Le succès du livre de Laurent Alexandre sur la Guerre des Intelligences (où sont un peu trop opposées dos à dos intelligence artificielle et intelligence humaine) montre l'intérêt porté aujourd'hui à l'IA. Quoiqu'on en dise, ce livre a le mérite (et c'était, je crois, le but de son auteur) de provoquer le débat dans une période où Cédric Villani est responsable de France IA… et où ladite France (Europe, en fait), est franchement en retard sur ces sujets alors qu'elle forme avec succès les plus grands spécialistes du sujet (qui partent donc travailler à l'étranger). Ce qui est sûr, c'est que le sujet divise et que la science-fiction remplace parfois un peu trop la science dans le traitement du thème. Cet article vise à trier le faux du vrai et faire un point sur le réel degré d'avancement de ce qu'est l'intelligence artificielle et de ses conséquences dans le monde des affaires.
Il n'y a pas une IA, mais des IAs
Avant d'aller plus loin, définissons le sujet… L'IA est définie dès 1956 par un de ses pères fondateurs (John McCarthy) comme « la science qui produit des logiciels intelligents » (smart en anglais dans le texte) ! De cette définition imparfaite naissent plusieurs constats : l'IA n'est pas une affaire nouvelle (1956), c'est une science (mathématiques et informatique ont une bonne place dans le sujet) et c'est une affaire de logiciels (vous noterez le pluriel !). Il n'y a donc pas UNE intelligence artificielle, mais DES algorithmes d'intelligence artificielle sur lesquels les ingénieurs-informaticiens travaillent de longue date.

Entrées du jeu de données:
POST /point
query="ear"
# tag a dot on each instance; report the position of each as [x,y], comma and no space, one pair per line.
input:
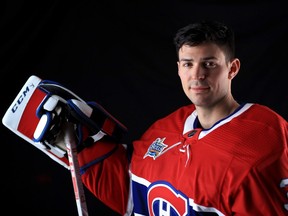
[234,68]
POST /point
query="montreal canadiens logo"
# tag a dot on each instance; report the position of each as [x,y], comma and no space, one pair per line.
[163,199]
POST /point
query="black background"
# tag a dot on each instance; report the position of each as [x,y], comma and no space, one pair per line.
[121,55]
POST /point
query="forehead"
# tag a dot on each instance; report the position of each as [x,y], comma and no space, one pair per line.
[207,50]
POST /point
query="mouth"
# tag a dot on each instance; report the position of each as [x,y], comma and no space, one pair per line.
[198,89]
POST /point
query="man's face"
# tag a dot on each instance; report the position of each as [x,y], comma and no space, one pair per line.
[204,73]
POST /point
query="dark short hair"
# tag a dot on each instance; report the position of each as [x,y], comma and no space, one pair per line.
[207,31]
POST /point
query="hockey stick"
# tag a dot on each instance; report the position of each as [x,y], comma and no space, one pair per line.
[69,139]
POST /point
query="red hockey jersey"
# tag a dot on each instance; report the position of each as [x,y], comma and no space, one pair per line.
[237,167]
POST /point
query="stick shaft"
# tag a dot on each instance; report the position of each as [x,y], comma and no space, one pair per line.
[79,192]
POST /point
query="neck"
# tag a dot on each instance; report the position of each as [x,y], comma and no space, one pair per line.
[209,116]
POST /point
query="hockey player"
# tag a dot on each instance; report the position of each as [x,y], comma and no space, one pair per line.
[216,156]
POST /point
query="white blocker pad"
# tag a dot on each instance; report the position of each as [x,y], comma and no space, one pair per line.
[23,117]
[40,108]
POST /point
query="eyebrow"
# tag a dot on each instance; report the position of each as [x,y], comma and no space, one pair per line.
[203,59]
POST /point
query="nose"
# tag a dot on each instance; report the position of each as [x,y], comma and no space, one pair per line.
[197,73]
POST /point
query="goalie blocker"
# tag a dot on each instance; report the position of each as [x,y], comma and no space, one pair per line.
[38,115]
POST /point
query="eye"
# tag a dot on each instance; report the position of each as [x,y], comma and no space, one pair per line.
[187,64]
[209,64]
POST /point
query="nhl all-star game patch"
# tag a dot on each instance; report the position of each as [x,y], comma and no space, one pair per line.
[156,148]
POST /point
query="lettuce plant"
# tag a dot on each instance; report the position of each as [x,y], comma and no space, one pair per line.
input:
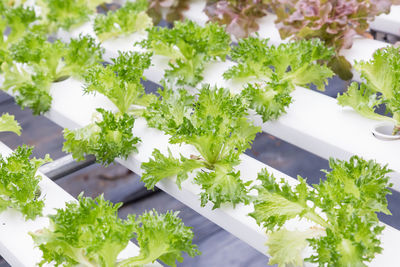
[19,183]
[273,72]
[89,233]
[170,10]
[380,86]
[240,17]
[334,22]
[189,47]
[111,136]
[215,124]
[126,20]
[9,124]
[343,209]
[37,63]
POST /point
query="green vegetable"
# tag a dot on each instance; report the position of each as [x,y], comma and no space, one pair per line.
[216,126]
[19,184]
[189,47]
[381,83]
[9,124]
[344,209]
[129,19]
[108,138]
[16,21]
[169,10]
[163,237]
[89,233]
[121,80]
[38,63]
[272,72]
[67,14]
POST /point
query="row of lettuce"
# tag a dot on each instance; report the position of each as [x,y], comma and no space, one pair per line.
[214,121]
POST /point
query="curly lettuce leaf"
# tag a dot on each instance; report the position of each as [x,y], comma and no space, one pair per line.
[363,101]
[189,47]
[89,233]
[160,167]
[169,10]
[121,81]
[273,72]
[215,123]
[167,114]
[128,19]
[15,21]
[347,227]
[163,237]
[38,63]
[268,99]
[19,183]
[380,85]
[81,54]
[65,14]
[222,186]
[295,62]
[107,139]
[9,124]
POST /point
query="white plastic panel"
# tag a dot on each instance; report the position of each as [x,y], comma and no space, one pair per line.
[16,245]
[333,131]
[76,111]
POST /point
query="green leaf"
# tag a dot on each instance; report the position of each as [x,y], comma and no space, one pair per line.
[189,47]
[9,124]
[363,101]
[347,201]
[163,237]
[128,19]
[107,139]
[285,248]
[341,67]
[268,99]
[221,186]
[66,13]
[19,184]
[121,81]
[88,233]
[162,167]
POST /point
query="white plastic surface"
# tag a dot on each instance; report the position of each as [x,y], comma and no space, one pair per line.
[314,122]
[16,245]
[77,110]
[388,23]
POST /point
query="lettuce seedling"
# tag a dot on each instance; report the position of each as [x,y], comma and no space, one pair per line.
[161,237]
[9,124]
[89,233]
[170,10]
[120,81]
[239,16]
[343,208]
[336,23]
[273,72]
[19,183]
[37,63]
[111,136]
[189,47]
[108,138]
[14,22]
[67,14]
[129,19]
[216,126]
[380,86]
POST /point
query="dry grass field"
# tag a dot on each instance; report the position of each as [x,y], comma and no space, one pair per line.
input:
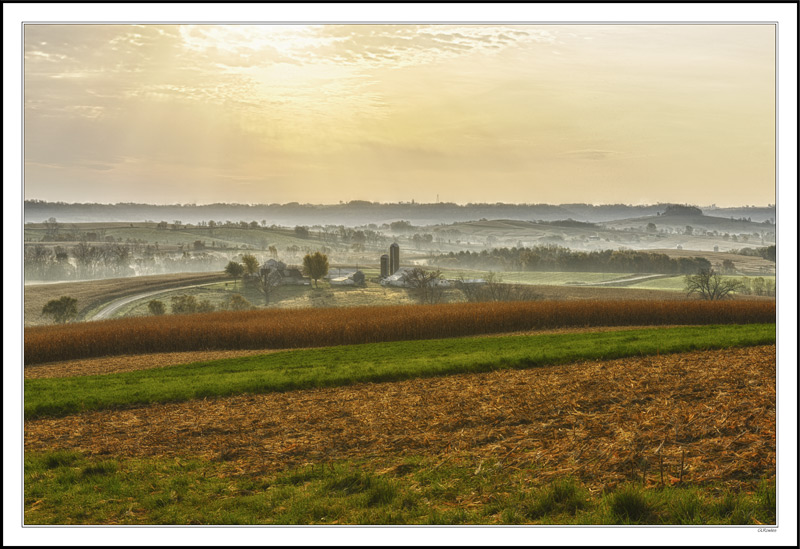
[93,293]
[263,329]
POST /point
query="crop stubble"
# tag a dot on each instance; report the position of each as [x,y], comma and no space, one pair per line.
[604,422]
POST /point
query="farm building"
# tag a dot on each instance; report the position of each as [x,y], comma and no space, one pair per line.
[355,278]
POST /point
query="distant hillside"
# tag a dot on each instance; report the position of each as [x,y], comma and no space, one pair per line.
[680,220]
[350,214]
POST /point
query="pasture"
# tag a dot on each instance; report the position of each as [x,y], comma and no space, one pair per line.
[637,440]
[358,416]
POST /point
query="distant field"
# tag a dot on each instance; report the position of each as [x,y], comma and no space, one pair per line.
[539,278]
[225,237]
[92,294]
[263,329]
[292,370]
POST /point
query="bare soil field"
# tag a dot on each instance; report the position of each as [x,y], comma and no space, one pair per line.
[92,293]
[697,417]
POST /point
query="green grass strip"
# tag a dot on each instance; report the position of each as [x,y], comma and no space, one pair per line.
[337,366]
[69,488]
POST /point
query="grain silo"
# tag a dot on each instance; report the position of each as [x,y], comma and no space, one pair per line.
[385,266]
[394,258]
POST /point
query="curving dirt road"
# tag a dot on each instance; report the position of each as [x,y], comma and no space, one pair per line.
[115,305]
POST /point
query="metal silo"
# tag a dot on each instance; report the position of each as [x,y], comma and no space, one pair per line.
[385,266]
[394,258]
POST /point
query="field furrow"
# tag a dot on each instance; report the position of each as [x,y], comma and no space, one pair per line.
[603,421]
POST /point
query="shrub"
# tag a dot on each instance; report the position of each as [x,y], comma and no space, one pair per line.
[184,304]
[62,309]
[156,307]
[237,303]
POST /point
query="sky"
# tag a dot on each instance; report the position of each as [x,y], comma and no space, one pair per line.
[526,113]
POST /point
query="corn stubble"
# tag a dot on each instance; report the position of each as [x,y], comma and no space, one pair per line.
[268,328]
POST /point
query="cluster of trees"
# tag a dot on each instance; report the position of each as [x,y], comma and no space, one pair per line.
[767,252]
[494,289]
[758,286]
[88,261]
[189,304]
[711,285]
[556,258]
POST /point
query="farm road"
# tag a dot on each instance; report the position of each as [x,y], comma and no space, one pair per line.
[625,281]
[115,305]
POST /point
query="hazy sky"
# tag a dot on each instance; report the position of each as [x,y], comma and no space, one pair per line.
[468,113]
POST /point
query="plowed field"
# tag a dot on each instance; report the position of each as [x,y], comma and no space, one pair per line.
[602,422]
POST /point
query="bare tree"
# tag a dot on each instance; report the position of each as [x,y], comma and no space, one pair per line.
[268,280]
[234,270]
[427,286]
[711,286]
[315,266]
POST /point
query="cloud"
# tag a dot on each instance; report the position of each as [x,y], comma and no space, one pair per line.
[590,154]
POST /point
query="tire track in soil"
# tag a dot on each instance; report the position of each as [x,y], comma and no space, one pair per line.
[599,421]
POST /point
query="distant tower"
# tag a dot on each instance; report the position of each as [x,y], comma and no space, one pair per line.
[394,258]
[385,266]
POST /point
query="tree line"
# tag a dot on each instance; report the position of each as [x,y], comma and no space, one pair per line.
[554,258]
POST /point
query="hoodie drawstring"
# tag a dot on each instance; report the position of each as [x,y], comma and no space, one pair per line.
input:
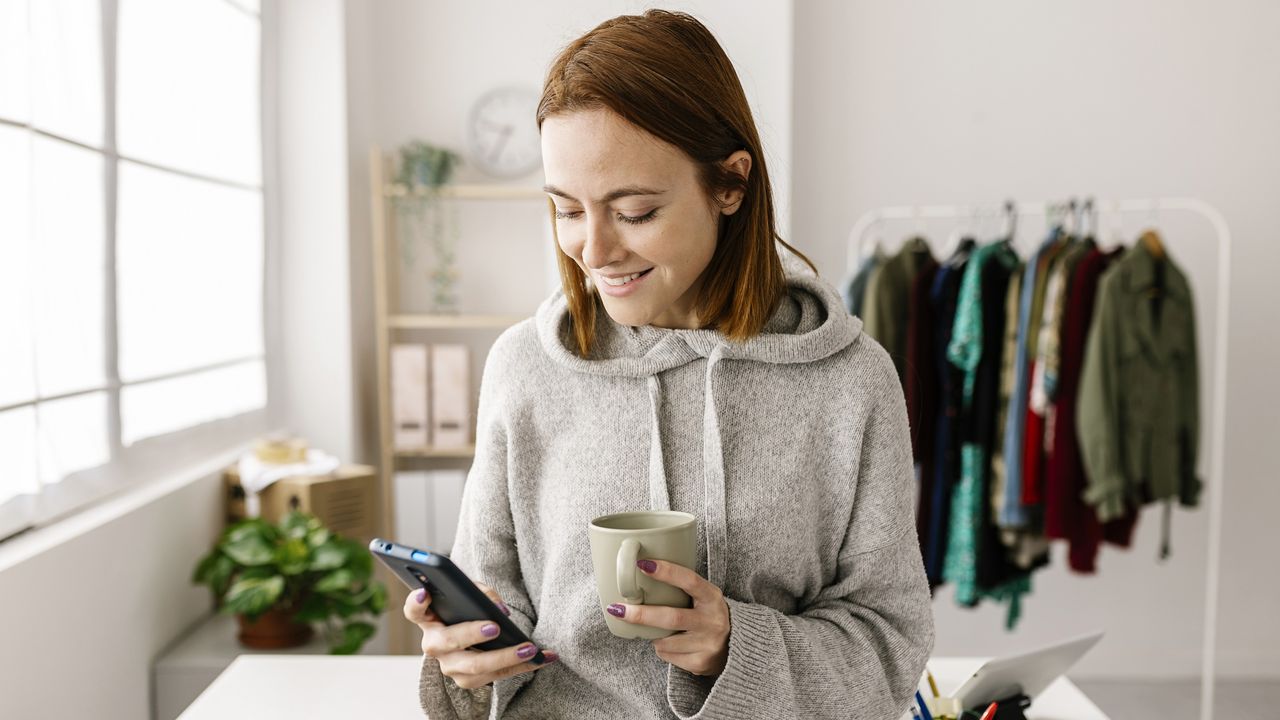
[714,525]
[713,479]
[658,497]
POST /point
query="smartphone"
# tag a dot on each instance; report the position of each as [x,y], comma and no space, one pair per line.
[455,598]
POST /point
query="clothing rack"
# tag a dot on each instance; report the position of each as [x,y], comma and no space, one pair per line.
[1217,427]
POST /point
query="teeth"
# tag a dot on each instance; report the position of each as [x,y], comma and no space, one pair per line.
[621,281]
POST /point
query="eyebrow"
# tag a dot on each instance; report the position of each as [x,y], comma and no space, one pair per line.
[608,196]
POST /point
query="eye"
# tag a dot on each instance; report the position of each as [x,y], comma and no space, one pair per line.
[638,219]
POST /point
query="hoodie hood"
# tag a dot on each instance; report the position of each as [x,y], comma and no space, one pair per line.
[810,323]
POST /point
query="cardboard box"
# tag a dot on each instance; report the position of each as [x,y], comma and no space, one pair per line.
[451,395]
[408,396]
[346,502]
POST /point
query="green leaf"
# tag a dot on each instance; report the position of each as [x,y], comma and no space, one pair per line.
[250,550]
[353,636]
[329,556]
[334,582]
[254,596]
[292,556]
[318,537]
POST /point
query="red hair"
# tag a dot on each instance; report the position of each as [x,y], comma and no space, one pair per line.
[664,73]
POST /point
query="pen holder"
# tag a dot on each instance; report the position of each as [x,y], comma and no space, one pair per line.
[1006,709]
[944,707]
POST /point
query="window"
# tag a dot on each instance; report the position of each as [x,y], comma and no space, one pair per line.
[131,244]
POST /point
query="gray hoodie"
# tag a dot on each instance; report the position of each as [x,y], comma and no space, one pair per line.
[791,449]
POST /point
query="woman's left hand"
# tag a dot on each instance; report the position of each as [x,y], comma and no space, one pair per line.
[700,643]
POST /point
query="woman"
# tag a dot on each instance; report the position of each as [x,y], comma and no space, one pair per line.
[681,367]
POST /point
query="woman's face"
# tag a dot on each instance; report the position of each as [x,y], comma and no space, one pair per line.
[627,203]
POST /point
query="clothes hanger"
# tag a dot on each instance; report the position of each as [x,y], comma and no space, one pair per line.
[1091,214]
[1151,240]
[1011,222]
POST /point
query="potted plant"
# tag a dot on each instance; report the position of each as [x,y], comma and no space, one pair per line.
[424,219]
[280,578]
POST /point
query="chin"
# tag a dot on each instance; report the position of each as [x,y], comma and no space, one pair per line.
[632,317]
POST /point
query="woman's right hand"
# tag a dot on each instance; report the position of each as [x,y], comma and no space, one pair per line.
[449,645]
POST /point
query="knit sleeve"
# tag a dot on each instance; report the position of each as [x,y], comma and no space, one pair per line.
[485,550]
[858,650]
[1097,417]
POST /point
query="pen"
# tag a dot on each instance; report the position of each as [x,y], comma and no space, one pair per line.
[924,709]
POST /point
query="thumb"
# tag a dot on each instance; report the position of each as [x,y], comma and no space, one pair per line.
[493,595]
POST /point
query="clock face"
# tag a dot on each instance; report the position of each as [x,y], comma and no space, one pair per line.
[504,140]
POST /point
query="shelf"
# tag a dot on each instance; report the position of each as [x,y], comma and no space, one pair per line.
[469,191]
[453,322]
[430,451]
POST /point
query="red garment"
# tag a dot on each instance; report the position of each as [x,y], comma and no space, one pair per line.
[1066,515]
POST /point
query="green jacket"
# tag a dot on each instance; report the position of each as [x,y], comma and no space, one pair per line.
[1138,408]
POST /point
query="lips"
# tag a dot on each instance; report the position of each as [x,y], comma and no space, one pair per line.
[622,281]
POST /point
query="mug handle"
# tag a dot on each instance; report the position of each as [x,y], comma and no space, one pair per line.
[627,573]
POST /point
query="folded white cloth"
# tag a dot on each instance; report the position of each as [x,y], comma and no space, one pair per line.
[257,475]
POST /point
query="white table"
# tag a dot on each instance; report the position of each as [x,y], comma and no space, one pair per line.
[1060,701]
[316,687]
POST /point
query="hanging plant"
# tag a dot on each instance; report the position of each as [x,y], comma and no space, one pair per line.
[421,217]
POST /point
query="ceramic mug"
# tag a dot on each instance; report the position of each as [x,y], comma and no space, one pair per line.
[618,541]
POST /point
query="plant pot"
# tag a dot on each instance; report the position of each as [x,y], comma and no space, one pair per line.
[273,629]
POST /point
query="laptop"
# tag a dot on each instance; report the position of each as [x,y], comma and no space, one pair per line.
[1028,673]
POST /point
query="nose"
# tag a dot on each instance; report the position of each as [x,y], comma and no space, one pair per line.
[602,246]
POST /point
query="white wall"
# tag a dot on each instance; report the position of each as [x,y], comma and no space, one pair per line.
[917,103]
[311,197]
[415,68]
[88,604]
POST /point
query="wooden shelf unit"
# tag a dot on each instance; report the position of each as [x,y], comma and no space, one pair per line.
[389,323]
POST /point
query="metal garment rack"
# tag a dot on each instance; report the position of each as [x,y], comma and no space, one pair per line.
[1217,436]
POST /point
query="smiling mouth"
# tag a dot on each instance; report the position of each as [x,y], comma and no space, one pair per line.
[622,281]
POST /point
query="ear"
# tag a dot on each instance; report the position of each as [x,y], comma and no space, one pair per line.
[740,163]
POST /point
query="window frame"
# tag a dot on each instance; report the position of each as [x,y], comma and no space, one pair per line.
[155,459]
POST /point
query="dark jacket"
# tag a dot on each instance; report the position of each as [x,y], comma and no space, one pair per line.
[1066,515]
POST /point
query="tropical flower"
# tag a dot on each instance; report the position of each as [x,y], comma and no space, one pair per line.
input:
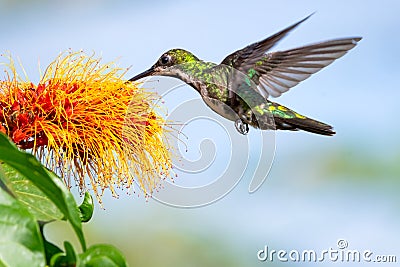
[86,123]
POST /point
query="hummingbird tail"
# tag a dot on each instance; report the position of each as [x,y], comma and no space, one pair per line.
[305,124]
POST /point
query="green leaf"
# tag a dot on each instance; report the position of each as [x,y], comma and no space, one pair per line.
[102,255]
[86,208]
[38,204]
[51,185]
[20,238]
[50,250]
[67,259]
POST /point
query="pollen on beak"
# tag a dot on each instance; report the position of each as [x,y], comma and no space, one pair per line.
[146,73]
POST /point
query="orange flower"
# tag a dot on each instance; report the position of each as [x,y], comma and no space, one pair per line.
[84,120]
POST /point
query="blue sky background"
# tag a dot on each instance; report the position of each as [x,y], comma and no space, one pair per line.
[319,189]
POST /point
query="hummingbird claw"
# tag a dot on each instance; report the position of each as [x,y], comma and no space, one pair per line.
[242,127]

• _Problème posé_
Réécrivez, s'il vous plaît, le passage de la page qui commence par « Le succès du » et va jusqu'à « monde des affaires. », en remplaçant « débat » par « dialogue ». Les données n'interviennent pas dans ce travail.

• _Réponse complète_
Le succès du livre de Laurent Alexandre sur la Guerre des Intelligences (où sont un peu trop opposées dos à dos intelligence artificielle et intelligence humaine) montre l'intérêt porté aujourd'hui à l'IA. Quoiqu'on en dise, ce livre a le mérite (et c'était, je crois, le but de son auteur) de provoquer le dialogue dans une période où Cédric Villani est responsable de France IA… et où ladite France (Europe, en fait), est franchement en retard sur ces sujets alors qu'elle forme avec succès les plus grands spécialistes du sujet (qui partent donc travailler à l'étranger). Ce qui est sûr, c'est que le sujet divise et que la science-fiction remplace parfois un peu trop la science dans le traitement du thème. Cet article vise à trier le faux du vrai et faire un point sur le réel degré d'avancement de ce qu'est l'intelligence artificielle et de ses conséquences dans le monde des affaires.